(Raw records)
⁂
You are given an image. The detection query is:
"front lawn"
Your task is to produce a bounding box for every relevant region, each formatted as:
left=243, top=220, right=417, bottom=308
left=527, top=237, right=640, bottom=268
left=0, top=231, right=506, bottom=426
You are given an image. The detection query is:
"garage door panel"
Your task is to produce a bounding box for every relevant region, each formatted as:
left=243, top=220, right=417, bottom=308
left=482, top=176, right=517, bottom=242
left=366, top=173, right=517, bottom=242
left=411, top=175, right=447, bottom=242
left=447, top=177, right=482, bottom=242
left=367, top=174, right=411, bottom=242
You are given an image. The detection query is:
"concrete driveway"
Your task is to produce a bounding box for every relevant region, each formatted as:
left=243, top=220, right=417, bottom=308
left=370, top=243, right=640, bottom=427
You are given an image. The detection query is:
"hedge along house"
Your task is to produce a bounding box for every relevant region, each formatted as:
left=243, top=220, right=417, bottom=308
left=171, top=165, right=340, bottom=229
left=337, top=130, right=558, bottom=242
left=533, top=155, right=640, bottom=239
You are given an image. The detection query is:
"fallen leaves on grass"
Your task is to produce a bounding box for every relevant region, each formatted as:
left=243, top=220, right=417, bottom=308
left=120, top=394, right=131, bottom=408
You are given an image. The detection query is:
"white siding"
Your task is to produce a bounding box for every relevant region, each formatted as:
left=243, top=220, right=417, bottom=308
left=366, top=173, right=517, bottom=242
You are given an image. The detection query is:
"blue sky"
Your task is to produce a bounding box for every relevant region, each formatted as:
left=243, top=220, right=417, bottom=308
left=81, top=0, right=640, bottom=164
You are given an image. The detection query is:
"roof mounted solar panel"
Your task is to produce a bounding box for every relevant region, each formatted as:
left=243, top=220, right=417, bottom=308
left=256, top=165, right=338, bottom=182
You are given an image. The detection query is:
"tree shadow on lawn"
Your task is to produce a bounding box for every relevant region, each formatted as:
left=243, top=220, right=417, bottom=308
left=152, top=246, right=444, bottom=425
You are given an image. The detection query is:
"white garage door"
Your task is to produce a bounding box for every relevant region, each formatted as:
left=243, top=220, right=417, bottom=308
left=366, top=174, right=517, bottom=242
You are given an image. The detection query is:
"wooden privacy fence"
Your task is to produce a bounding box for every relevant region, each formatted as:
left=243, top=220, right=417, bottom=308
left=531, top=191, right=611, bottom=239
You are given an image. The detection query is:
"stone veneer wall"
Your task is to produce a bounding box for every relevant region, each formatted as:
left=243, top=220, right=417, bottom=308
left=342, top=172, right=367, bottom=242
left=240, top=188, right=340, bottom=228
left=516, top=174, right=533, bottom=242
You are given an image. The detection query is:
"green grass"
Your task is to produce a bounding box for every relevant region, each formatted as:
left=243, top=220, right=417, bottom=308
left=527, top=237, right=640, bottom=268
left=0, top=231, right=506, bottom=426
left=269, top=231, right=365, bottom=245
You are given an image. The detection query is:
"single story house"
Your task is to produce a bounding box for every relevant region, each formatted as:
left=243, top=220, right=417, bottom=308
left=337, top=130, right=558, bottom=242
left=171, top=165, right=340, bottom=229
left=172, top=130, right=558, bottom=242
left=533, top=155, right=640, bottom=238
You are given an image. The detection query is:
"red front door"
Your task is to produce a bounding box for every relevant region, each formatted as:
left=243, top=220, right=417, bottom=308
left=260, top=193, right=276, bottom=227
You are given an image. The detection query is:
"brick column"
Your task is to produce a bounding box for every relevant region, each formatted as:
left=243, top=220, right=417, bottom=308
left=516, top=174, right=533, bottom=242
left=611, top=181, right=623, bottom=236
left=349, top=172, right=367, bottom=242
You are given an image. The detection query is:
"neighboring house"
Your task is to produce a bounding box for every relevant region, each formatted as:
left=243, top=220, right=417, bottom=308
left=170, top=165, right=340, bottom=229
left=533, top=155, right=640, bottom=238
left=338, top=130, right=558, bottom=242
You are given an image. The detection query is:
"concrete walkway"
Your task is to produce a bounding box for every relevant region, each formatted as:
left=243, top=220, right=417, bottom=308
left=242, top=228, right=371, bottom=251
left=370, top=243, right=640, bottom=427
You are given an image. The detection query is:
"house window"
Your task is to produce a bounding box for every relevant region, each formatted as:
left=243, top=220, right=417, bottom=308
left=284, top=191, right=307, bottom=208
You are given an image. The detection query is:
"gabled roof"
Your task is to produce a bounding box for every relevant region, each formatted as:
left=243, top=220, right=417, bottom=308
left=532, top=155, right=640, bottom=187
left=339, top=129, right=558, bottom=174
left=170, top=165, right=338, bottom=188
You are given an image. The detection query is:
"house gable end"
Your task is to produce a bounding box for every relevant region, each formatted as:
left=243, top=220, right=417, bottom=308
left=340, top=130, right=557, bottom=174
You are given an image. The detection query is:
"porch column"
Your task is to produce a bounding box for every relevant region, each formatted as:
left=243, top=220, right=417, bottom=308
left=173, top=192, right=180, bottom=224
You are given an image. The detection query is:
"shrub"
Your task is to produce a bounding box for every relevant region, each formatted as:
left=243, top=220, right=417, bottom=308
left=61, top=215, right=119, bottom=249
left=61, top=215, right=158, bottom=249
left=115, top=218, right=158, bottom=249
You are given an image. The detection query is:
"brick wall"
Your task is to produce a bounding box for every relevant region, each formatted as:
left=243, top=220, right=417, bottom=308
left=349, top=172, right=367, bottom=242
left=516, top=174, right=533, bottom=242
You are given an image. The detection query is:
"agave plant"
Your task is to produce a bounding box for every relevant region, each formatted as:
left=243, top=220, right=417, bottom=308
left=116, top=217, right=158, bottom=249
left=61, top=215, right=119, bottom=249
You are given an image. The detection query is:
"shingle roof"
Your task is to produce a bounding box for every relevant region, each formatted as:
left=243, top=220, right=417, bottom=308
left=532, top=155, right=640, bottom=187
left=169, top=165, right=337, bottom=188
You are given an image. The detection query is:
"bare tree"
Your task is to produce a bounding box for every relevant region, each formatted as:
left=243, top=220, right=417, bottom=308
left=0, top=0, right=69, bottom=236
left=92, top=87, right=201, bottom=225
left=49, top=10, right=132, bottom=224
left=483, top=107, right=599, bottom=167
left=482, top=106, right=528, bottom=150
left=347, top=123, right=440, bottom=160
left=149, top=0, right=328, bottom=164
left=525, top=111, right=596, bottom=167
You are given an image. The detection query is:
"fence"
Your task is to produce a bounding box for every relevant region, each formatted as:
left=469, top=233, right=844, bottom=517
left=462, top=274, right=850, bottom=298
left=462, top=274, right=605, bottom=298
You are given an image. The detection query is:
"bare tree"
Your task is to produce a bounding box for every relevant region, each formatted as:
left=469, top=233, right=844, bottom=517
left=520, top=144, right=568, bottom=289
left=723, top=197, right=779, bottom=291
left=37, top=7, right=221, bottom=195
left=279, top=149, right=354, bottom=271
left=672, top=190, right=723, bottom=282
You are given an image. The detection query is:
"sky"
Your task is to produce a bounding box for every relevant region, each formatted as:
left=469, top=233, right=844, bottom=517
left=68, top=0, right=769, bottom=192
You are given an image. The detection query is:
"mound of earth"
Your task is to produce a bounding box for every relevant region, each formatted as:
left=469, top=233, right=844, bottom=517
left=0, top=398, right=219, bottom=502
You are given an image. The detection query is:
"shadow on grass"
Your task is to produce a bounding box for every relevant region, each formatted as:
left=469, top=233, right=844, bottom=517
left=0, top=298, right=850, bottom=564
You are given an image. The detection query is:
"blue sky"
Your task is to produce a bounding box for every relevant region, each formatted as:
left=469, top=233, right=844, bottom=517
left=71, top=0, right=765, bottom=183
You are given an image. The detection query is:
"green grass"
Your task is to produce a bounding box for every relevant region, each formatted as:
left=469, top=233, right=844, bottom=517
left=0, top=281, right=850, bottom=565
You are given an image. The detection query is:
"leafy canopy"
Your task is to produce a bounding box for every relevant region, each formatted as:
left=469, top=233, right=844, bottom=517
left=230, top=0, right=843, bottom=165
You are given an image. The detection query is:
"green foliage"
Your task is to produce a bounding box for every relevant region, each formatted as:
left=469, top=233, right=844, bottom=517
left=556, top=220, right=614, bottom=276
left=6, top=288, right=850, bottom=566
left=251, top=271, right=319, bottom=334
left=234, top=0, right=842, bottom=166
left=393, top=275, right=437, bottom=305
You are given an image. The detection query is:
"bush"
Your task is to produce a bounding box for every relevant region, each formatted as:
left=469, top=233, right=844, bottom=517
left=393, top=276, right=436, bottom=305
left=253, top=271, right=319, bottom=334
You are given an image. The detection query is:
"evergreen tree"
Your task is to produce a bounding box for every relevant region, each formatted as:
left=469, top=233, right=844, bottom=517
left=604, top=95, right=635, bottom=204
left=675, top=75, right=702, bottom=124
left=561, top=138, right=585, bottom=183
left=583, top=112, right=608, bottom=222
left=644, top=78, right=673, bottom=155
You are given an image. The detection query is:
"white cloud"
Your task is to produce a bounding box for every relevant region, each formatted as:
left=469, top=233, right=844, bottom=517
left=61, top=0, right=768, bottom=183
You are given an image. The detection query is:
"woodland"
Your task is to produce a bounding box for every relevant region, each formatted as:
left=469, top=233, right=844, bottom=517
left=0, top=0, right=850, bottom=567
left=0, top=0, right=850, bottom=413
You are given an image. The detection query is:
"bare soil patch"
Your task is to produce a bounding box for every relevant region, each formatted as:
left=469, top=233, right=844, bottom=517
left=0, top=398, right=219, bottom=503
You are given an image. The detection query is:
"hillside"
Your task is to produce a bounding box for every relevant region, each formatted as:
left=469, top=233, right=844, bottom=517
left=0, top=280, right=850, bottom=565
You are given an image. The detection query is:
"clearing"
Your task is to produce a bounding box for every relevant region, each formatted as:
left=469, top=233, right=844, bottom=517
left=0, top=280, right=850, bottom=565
⁂
Task brief ▸ Reproduce the material above without any change, from its first line through the line that contains "left=81, top=0, right=640, bottom=164", with both of those lines included.

Correct answer ▸
You are given an image. The detection query is:
"front lawn"
Your task is to produce a bounding box for every relevant region, each formatted as:
left=243, top=220, right=417, bottom=308
left=527, top=237, right=640, bottom=268
left=0, top=231, right=506, bottom=426
You are given an image. The detection query is:
"garage door panel"
Your task is to produce a bounding box for every relevant region, each formatted as:
left=243, top=220, right=417, bottom=308
left=482, top=176, right=517, bottom=242
left=366, top=173, right=517, bottom=242
left=411, top=175, right=447, bottom=242
left=447, top=177, right=482, bottom=242
left=367, top=174, right=411, bottom=242
You are given an image. The detection query is:
"concrete driveway"
Your task is to produce a bounding box for every relevant region, each formatted as:
left=243, top=220, right=417, bottom=308
left=370, top=243, right=640, bottom=427
You are given an image. The detection query is:
"hedge along house"
Your task is to produce a bounding box for every relevant region, each formatted as:
left=243, top=220, right=417, bottom=308
left=171, top=165, right=340, bottom=229
left=337, top=130, right=558, bottom=242
left=533, top=155, right=640, bottom=239
You are given an image. The detection query is:
"fallen leaves on grass"
Your task is to produce a bounding box for every relevant region, each formatted as:
left=243, top=220, right=417, bottom=308
left=120, top=394, right=131, bottom=408
You are given an image. The detection query is:
"white siding"
Your task is to produce a bounding box for every relevant region, each formatted as:
left=243, top=220, right=417, bottom=308
left=366, top=173, right=517, bottom=242
You are given an image. The detection query is:
"blue sky"
Your task is to produce a bounding box for every relevant region, each formatted as:
left=243, top=220, right=417, bottom=308
left=81, top=0, right=640, bottom=164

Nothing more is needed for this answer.